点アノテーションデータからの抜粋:

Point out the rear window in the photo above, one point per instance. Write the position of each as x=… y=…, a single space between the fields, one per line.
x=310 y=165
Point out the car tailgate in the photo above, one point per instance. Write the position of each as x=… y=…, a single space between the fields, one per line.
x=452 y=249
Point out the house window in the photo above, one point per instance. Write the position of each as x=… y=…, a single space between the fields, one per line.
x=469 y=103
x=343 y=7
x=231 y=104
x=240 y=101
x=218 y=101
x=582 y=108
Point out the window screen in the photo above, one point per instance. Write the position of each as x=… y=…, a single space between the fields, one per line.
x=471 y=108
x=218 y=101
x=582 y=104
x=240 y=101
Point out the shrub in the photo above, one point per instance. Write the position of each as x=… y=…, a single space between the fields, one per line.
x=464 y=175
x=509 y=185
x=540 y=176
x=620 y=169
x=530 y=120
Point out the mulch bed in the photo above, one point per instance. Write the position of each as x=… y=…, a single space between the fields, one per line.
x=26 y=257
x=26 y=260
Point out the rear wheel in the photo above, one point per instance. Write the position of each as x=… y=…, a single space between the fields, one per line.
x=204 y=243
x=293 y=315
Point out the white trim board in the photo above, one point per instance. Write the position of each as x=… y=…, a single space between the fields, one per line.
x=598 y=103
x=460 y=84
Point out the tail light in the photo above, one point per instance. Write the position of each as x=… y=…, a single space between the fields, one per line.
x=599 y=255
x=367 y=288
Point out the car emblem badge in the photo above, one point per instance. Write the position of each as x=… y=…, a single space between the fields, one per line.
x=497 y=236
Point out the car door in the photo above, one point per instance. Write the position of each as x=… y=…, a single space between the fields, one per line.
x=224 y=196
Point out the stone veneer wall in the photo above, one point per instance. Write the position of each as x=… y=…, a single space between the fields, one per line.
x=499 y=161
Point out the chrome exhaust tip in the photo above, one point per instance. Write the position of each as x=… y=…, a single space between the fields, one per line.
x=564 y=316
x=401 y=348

● 作業内容
記録の最初の行から「x=582 y=108」を含む行までを、一字も変えずに書き写してください。最初と最後の行も含めます。

● 作業結果
Point out the rear window in the photo above, one point per instance. Write the position of each as x=… y=…, a single space between the fields, one per line.
x=310 y=165
Point out the car tailgate in the photo above, one point per instance. Write the position of each as x=… y=…, a single space between the fields, one per line.
x=452 y=249
Point out the house window in the photo above, one point per instance. Write the position of each as x=… y=…, a single space between the fields, one per line.
x=469 y=103
x=343 y=7
x=231 y=104
x=240 y=101
x=218 y=101
x=582 y=108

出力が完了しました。